Copy out all of the records below, line for line and without changing a word. Leave the pictures out of your copy.

● Data listing
+ + + +
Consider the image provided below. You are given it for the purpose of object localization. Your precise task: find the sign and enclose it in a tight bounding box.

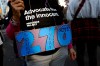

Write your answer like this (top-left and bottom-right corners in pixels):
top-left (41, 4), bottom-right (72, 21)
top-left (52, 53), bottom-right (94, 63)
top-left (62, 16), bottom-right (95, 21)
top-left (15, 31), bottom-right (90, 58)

top-left (16, 0), bottom-right (72, 56)
top-left (16, 24), bottom-right (72, 56)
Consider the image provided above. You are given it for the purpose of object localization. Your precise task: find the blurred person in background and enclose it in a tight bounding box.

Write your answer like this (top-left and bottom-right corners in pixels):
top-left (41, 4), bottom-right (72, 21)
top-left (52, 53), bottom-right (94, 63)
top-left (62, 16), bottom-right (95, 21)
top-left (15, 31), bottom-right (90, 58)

top-left (6, 0), bottom-right (76, 66)
top-left (66, 0), bottom-right (100, 66)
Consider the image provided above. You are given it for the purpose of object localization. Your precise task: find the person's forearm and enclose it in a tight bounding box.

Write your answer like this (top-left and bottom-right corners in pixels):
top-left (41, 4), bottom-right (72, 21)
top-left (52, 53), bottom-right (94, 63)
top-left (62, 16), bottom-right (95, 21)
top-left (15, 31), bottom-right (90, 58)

top-left (6, 20), bottom-right (20, 40)
top-left (68, 43), bottom-right (73, 49)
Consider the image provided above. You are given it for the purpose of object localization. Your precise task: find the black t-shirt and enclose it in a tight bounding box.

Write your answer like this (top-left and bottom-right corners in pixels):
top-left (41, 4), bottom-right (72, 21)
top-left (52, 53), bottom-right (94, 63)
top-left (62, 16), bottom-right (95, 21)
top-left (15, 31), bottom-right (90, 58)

top-left (20, 0), bottom-right (64, 55)
top-left (21, 0), bottom-right (63, 30)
+ + + +
● Solution to this task
Consider the image provided below. You are given it for the purpose of object localization. Your precise task: find the sign and enclose it in a tight bounding box.


Write your answer like this (top-left and bottom-right corners in pixels):
top-left (41, 4), bottom-right (72, 21)
top-left (52, 53), bottom-right (94, 63)
top-left (62, 16), bottom-right (95, 21)
top-left (15, 31), bottom-right (90, 58)

top-left (16, 0), bottom-right (72, 56)
top-left (16, 24), bottom-right (72, 56)
Consider the image provided above. You are given it for the purpose of object localization. Your precise task: find the blurred person in background and enclose it in a tight bounding box.

Write your answer like this (top-left and bottom-right corners in pixels):
top-left (41, 4), bottom-right (72, 21)
top-left (52, 53), bottom-right (94, 63)
top-left (62, 16), bottom-right (95, 21)
top-left (15, 31), bottom-right (90, 58)

top-left (6, 0), bottom-right (76, 66)
top-left (66, 0), bottom-right (100, 66)
Consider the image provided above. You are given it for the purpose of object localization. Your precise task: find the person's forearm and enclose it in a tight bounding box.

Write your answer like this (top-left and bottom-right corners in pixels):
top-left (41, 4), bottom-right (72, 21)
top-left (52, 53), bottom-right (94, 63)
top-left (62, 16), bottom-right (95, 21)
top-left (15, 31), bottom-right (90, 58)

top-left (6, 20), bottom-right (20, 40)
top-left (68, 43), bottom-right (73, 49)
Consider the image provided above. You are given it for the purpose of object localization. Your precise task: find the black t-shirt and enclose it in a tight bounding box.

Write your answer like this (top-left and bottom-right corners in pixels):
top-left (41, 4), bottom-right (72, 21)
top-left (52, 53), bottom-right (94, 63)
top-left (62, 16), bottom-right (95, 21)
top-left (15, 31), bottom-right (90, 58)

top-left (20, 0), bottom-right (64, 55)
top-left (21, 0), bottom-right (63, 30)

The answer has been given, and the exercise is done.